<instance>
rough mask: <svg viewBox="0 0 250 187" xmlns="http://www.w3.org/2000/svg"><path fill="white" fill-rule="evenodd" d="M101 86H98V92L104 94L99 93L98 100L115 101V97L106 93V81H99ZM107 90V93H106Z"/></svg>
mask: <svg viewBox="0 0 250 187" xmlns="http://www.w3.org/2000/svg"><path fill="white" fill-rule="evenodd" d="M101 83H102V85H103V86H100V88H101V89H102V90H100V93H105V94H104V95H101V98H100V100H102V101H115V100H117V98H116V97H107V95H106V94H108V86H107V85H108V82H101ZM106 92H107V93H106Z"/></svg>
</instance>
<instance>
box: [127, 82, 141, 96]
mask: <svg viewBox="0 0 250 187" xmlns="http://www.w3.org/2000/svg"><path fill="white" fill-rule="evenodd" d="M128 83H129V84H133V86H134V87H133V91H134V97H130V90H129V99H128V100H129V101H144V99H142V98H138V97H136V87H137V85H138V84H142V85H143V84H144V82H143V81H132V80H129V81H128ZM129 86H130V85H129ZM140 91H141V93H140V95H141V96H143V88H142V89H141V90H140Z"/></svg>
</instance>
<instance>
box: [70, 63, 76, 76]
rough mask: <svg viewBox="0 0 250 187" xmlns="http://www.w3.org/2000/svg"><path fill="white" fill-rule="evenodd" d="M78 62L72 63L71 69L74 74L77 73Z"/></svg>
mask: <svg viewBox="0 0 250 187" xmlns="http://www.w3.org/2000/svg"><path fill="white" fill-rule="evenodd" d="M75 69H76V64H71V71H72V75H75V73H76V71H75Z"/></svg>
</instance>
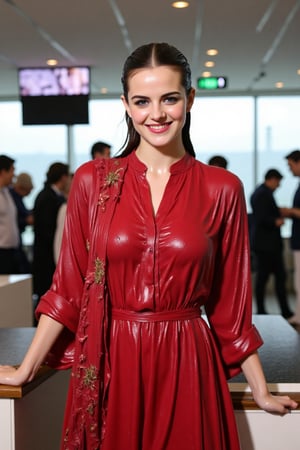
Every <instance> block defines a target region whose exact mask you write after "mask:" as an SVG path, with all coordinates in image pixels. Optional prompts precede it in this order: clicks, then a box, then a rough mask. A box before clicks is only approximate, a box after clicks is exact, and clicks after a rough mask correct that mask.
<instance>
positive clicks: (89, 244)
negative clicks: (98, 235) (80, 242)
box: [85, 239, 90, 251]
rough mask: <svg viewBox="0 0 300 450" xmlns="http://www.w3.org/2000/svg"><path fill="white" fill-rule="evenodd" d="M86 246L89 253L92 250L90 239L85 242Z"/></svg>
mask: <svg viewBox="0 0 300 450" xmlns="http://www.w3.org/2000/svg"><path fill="white" fill-rule="evenodd" d="M85 246H86V249H87V251H89V250H90V241H89V240H88V239H87V240H86V242H85Z"/></svg>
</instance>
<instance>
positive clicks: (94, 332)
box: [0, 43, 297, 450]
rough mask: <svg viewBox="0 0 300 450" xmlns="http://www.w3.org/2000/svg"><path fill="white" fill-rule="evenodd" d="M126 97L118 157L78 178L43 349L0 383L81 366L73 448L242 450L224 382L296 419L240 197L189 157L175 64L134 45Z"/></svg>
mask: <svg viewBox="0 0 300 450" xmlns="http://www.w3.org/2000/svg"><path fill="white" fill-rule="evenodd" d="M122 83H123V96H122V100H123V103H124V107H125V109H126V121H127V124H128V136H127V141H126V143H125V148H124V151H123V153H122V154H121V157H119V158H112V159H109V160H104V159H100V160H94V161H90V162H88V163H86V164H84V165H83V166H81V168H79V169H78V170H77V172H76V173H75V176H74V179H73V183H72V189H71V193H70V197H69V200H68V212H67V216H66V225H65V230H64V236H63V242H62V250H61V254H60V258H59V261H58V265H57V269H56V272H55V275H54V279H53V283H52V286H51V289H50V290H49V291H48V292H47V293H46V294H45V295H44V296H43V297H42V299H41V301H40V303H39V306H38V310H37V314H38V315H39V316H40V321H39V326H38V328H37V332H36V336H35V338H34V340H33V342H32V345H31V346H30V348H29V351H28V353H27V355H26V356H25V359H24V361H23V363H22V364H21V366H20V367H19V368H18V369H17V370H15V369H13V368H9V367H6V368H2V369H1V370H0V382H2V383H8V384H20V383H25V382H27V381H29V380H31V379H32V378H33V377H34V375H35V373H36V371H37V369H38V367H39V365H40V364H41V363H43V362H45V361H46V362H47V363H48V364H51V365H53V366H54V367H57V368H64V367H70V366H71V367H72V377H71V382H70V389H69V395H68V400H67V407H66V414H65V423H64V434H63V439H62V448H63V449H69V450H71V449H73V450H75V449H77V450H78V449H81V450H83V449H88V450H92V449H93V450H94V449H101V450H112V449H114V450H124V449H126V450H127V449H128V450H129V449H130V450H141V449H142V450H158V449H160V450H182V449H189V450H193V449H195V450H196V449H197V450H212V449H218V450H229V449H230V450H238V449H239V448H240V447H239V441H238V435H237V430H236V425H235V419H234V412H233V408H232V403H231V397H230V393H229V390H228V386H227V381H226V378H230V377H232V376H234V375H236V374H237V373H238V372H240V370H242V371H243V372H244V374H245V376H246V378H247V381H248V383H249V385H250V387H251V389H252V393H253V396H254V399H255V401H256V403H257V404H258V406H259V407H261V408H262V409H264V410H266V411H269V412H272V413H277V414H282V415H283V414H286V413H287V412H289V411H290V410H291V409H295V408H296V407H297V404H296V402H294V401H293V400H291V399H290V398H289V397H280V396H278V397H277V396H276V397H274V396H272V395H271V394H270V392H269V391H268V388H267V385H266V381H265V377H264V374H263V370H262V367H261V364H260V360H259V357H258V354H257V349H258V348H259V347H260V345H261V344H262V340H261V338H260V335H259V333H258V331H257V330H256V329H255V327H254V326H253V325H252V322H251V318H252V311H251V308H252V293H251V278H250V270H249V248H248V238H247V236H248V231H247V215H246V210H245V202H244V194H243V189H242V185H241V182H240V180H239V179H238V178H237V177H236V176H235V175H233V174H232V173H230V172H228V171H220V170H219V169H218V168H215V167H210V166H207V165H205V164H202V163H201V162H199V161H196V159H195V153H194V150H193V146H192V143H191V141H190V137H189V125H190V110H191V108H192V105H193V100H194V95H195V91H194V89H193V88H192V86H191V72H190V67H189V64H188V62H187V60H186V58H185V57H184V55H182V53H181V52H180V51H178V50H177V49H176V48H174V47H172V46H170V45H168V44H164V43H160V44H155V43H154V44H148V45H144V46H142V47H139V48H138V49H137V50H136V51H134V52H133V53H132V54H131V55H130V56H129V57H128V59H127V60H126V62H125V65H124V69H123V76H122ZM237 262H238V264H237ZM201 309H203V310H205V312H206V314H207V318H208V322H209V326H208V325H207V323H206V322H205V321H204V320H203V318H202V317H201ZM50 350H51V351H50Z"/></svg>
★ ★ ★ ★
# [Task prompt]
Among the lines of the preceding listing, tally those that include "positive"; reply with the number alone.

# [Your solution]
2